◆ **Document extract**
So, although Hegel didn't reject triplicity outright, he clearly thought it too crude to represent the full complexity of his method.

 

However, since Hegel's method suffers from other, far more serious defects (on that, see here and here), the above comments would appear to be merely academic.

 

And, here is Lenin:

 

"In our times, the idea of development, of evolution, has almost completely penetrated social consciousness, only in other ways, and not through Hegelian philosophy. Still, this idea, as formulated by Marx and Engels on the basis of Hegel's philosophy, is far more comprehensive and far richer in content than the current idea of evolution is. A development that repeats, as it were, stages that have already been passed, but repeats them in a different way, on a higher basis ('the negation of the negation'), a development, so to speak, that proceeds in spirals, not in a straight line; a development by leaps, catastrophes, and revolutions; 'breaks in continuity'; the transformation of quantity into quality; inner impulses towards development, imparted by the contradiction and conflict of the various forces and tendencies acting on a given body, or within a given phenomenon, or within a given society; the interdependence and the closest and indissoluble connection between all aspects of any phenomenon (history constantly revealing ever new aspects), a connection that provides a uniform, and universal process of motion, one that follows definite laws -- these are some of the features of dialectics as a doctrine of development that is richer than the conventional one. (Cf. Marx's letter to Engels of January 8, 1868, in which he ridicules Stein's 'wooden trichotomies,' which it would be absurd to confuse with materialist dialectics.)" [The Marxist Doctrine,1914. Bold emphasis alone added; quotation marks altered to conform to the conventions adopted at this site. Minor typo corrected.]

 

Although, Marx's letter, to which Lenin refers, merely says this:

 

"But the oddest thing is that he [Dühring -- RL] ranks me with Stein, because I pursue the dialectic, and Stein assembles thoughtlessly the greatest trivialities in clumsy hair-splitting, with a few Hegelian category conversions." [MECW, Volume 42, p.513. Unfortunately, this letter has not yet been reproduced on-line at the Marxist Internet Archive.] 

 

So, even though Marx doesn't mention these "triads" in this letter (Lenin is notoriously cavalier with such details), the important thing to note is Lenin's negative opinion of them, nonetheless.

 

[According to the editors of the above volume, Stein was a "German lawyer, historian and economist, author of works on the socialist movement, advocate of 'social monarchy'." (Ibid., p.709.)]

 

A few months ago, I received a copy of Wheat (2012), which claims that everyone -- other than Paul Tillich and Karl Marx! --, has misunderstood Hegel. Nevertheless, as far as I can see, Wheat provides no new textual evidence in support of the claim that Hegel accepted the wooden formula, 'Thesis, Antithesis, Synthesis'. Wheat simply assumes that triplicity (as such) and dialectics are identical. Compare that with what Hegel himself thought, and with what he also says about identity!

◆ **Short problem a**
Answer these questions from the passage on Hegel and dialectics:
(i) What year is given for Lenin's The Marxist Doctrine?
(ii) According to Marx's letter, who does Dühring rank him with?
(iii) Which two people does Wheat (2012) exclude from those who have misunderstood Hegel?

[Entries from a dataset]
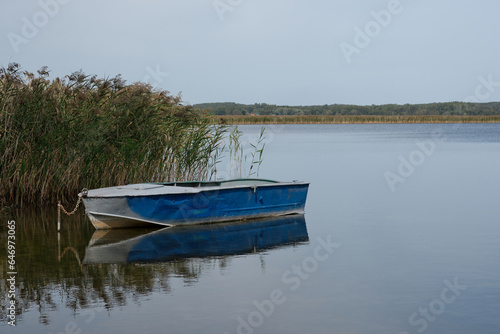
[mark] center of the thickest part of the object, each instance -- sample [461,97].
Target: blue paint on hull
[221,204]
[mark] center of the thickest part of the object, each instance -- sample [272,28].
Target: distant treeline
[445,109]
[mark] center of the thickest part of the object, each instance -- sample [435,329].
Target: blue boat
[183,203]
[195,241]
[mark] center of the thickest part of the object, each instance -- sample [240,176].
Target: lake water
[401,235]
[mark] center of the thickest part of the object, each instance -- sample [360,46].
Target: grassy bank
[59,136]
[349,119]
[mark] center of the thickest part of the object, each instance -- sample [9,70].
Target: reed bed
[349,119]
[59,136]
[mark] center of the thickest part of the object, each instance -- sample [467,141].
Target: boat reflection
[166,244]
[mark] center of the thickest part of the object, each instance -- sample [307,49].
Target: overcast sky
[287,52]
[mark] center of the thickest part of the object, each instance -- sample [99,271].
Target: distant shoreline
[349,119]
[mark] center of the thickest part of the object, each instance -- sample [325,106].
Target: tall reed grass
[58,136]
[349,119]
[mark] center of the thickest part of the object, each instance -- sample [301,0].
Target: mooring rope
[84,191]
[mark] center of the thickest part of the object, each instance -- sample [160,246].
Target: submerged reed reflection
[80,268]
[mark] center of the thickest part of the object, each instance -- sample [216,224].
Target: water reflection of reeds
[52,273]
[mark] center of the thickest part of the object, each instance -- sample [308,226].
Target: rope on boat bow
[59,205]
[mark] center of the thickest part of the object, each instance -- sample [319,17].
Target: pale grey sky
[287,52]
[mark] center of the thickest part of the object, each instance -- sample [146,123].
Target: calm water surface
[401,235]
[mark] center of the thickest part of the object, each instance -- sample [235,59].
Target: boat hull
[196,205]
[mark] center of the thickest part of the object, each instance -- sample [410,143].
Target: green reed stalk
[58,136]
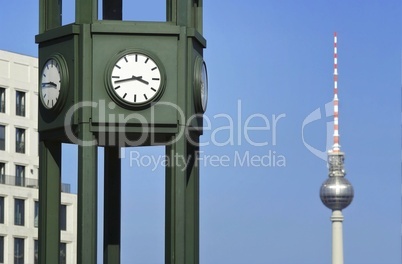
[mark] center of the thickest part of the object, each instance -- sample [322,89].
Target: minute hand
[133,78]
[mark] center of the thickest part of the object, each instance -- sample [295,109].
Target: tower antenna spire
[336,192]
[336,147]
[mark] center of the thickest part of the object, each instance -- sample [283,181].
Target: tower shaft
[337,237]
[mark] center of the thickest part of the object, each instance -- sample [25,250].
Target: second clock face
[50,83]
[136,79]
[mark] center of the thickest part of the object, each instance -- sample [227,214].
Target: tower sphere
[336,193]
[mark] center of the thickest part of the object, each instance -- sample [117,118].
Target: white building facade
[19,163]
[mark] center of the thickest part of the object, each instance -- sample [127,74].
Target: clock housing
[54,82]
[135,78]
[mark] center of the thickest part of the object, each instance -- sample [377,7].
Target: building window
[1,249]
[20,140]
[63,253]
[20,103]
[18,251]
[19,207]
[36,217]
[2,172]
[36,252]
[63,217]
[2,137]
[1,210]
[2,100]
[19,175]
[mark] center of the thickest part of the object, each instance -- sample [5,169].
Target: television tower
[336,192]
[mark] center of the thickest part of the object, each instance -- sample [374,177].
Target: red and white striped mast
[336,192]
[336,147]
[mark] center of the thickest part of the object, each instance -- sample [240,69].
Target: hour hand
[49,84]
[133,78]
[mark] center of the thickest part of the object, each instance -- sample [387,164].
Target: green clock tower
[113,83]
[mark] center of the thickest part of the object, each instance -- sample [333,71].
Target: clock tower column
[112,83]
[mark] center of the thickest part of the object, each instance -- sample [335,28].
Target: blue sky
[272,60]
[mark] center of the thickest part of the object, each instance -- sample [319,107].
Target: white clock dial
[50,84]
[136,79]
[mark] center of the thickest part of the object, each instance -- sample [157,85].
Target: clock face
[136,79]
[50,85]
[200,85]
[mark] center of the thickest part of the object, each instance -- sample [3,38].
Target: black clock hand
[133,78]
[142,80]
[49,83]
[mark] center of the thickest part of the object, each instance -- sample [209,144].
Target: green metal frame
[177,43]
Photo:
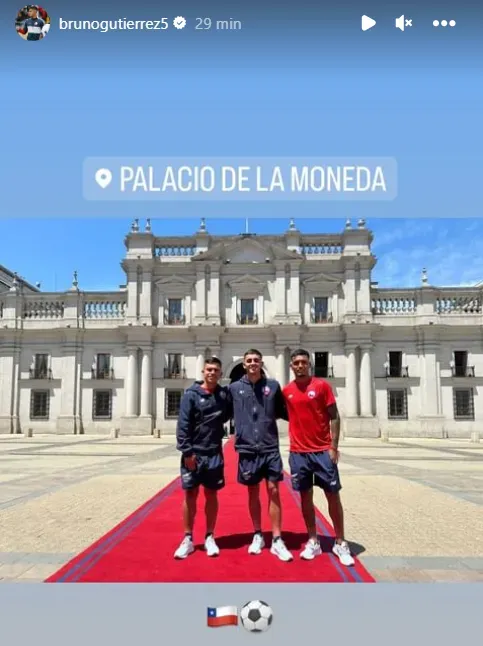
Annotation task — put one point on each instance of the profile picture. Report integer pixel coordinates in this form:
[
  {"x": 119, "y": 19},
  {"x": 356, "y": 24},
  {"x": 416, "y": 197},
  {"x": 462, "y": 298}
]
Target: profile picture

◆ **Short problem b**
Revise the records starting at the line that contains "-- sample [209,144]." and ending at the end of the records, changing "profile picture" to "avatar" and keeping everything else the same. Return only those lines, without the pictures.

◆ **Complete answer a**
(i) 1914
(ii) Stein
(iii) Paul Tillich and Karl Marx

◆ **Complete answer b**
[mark] center of the thickest part of the object, each instance -- sample [209,144].
Target: green metal frame
[177,43]
Photo:
Annotation task — put one point on each instance of the avatar. Report integer pixel coordinates in this form:
[
  {"x": 119, "y": 19},
  {"x": 356, "y": 24},
  {"x": 416, "y": 197},
  {"x": 462, "y": 298}
]
Target: avatar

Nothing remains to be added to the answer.